++++ Records for the task ++++

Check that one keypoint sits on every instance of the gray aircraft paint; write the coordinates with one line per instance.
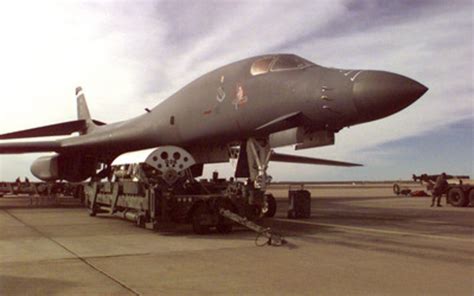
(229, 104)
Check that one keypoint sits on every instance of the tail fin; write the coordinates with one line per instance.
(82, 109)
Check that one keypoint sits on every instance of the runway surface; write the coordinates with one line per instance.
(360, 240)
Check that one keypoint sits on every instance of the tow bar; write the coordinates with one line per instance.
(273, 239)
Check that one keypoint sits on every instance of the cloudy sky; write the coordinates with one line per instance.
(129, 55)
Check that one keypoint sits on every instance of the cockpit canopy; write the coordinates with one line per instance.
(283, 62)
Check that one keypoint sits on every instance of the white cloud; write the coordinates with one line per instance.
(124, 56)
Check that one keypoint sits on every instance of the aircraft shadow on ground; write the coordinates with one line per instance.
(15, 285)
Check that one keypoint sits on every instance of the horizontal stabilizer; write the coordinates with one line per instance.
(309, 160)
(283, 122)
(26, 147)
(59, 129)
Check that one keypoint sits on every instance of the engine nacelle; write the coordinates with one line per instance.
(63, 167)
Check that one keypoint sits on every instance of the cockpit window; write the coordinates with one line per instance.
(261, 66)
(289, 62)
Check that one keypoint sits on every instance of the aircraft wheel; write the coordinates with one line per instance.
(396, 189)
(457, 198)
(200, 214)
(224, 228)
(269, 206)
(471, 197)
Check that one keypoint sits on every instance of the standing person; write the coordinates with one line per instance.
(439, 188)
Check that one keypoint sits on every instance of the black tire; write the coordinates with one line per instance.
(201, 210)
(396, 189)
(471, 197)
(224, 228)
(457, 197)
(269, 207)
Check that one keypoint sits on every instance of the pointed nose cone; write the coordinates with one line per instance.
(377, 94)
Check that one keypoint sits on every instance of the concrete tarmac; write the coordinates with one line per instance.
(360, 240)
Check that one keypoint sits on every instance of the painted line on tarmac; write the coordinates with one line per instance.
(381, 231)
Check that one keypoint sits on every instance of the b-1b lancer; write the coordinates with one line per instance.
(242, 110)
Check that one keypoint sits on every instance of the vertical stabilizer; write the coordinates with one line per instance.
(83, 110)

++++

(Exercise): Reproduce every record above exactly, omitting the pictures.

(Completed exercise):
Check that one keypoint sits on every instance of the gray aircraft paint; write the coordinates with one line per instance.
(229, 104)
Check that one keypoint sits on every instance of the tail fin; write the coordinates with one line per instance.
(82, 109)
Check that one keypoint sits on every instance of the runway surface; write the coordinates with one line per instance.
(360, 240)
Check that one keypoint sits on every instance of the tow bar; write the coordinates with one line per instance.
(273, 239)
Check that one keypoint sits on every instance of the cloudy sky; write the coordinates with one line per instance.
(129, 55)
Check that one keypoint sits on every instance of the cockpit canopy; write the coordinates with one line per instance.
(283, 62)
Check that one keypoint sits on every instance of the white cloud; write the coordinates with one line per instance.
(124, 56)
Check that one keypoint sits on every instance of the aircraft shadow on ground; write the coordinates with one line per instance.
(15, 285)
Check that one keypoint sits on every instance of the horizontal stabilizer; write the coordinates with one line per instance.
(309, 160)
(283, 122)
(26, 147)
(59, 129)
Check that one keypoint sits on every instance of the engine nacelle; write the coordinates with one line per instance.
(63, 167)
Check that one keypoint sits on every instance of the cockpit window; write the coordinates with one line per instance.
(261, 66)
(289, 62)
Check that one keypoint sits on every instance of the aircraft wheel; write the coordinates with one line per instance.
(396, 189)
(457, 198)
(200, 214)
(224, 228)
(269, 206)
(471, 197)
Check that one keypoint sits on every instance of the standing person; write the coordinates with one line per instance.
(439, 188)
Check that one keypoint sits on every instance of the black tire; write the coordinates with one line per instance.
(201, 210)
(396, 189)
(471, 197)
(224, 228)
(457, 197)
(269, 207)
Check that one keypoint sits on every instance of the pointed nose cone; write the coordinates with one line per instance.
(377, 94)
Check that one keypoint sits on every instance of the concrete tarmac; write the coordinates with one line per instance.
(360, 240)
Check that one keypoint sits on every instance of the painted line on tarmac; write the coordinates with one line per instance.
(381, 231)
Check that one keypoint sits on every instance of the b-1b lancer; write the coordinates with one line per instance.
(242, 110)
Check that one keypoint sits on every instance of the vertical stabilizer; write the coordinates with one line per instance.
(83, 110)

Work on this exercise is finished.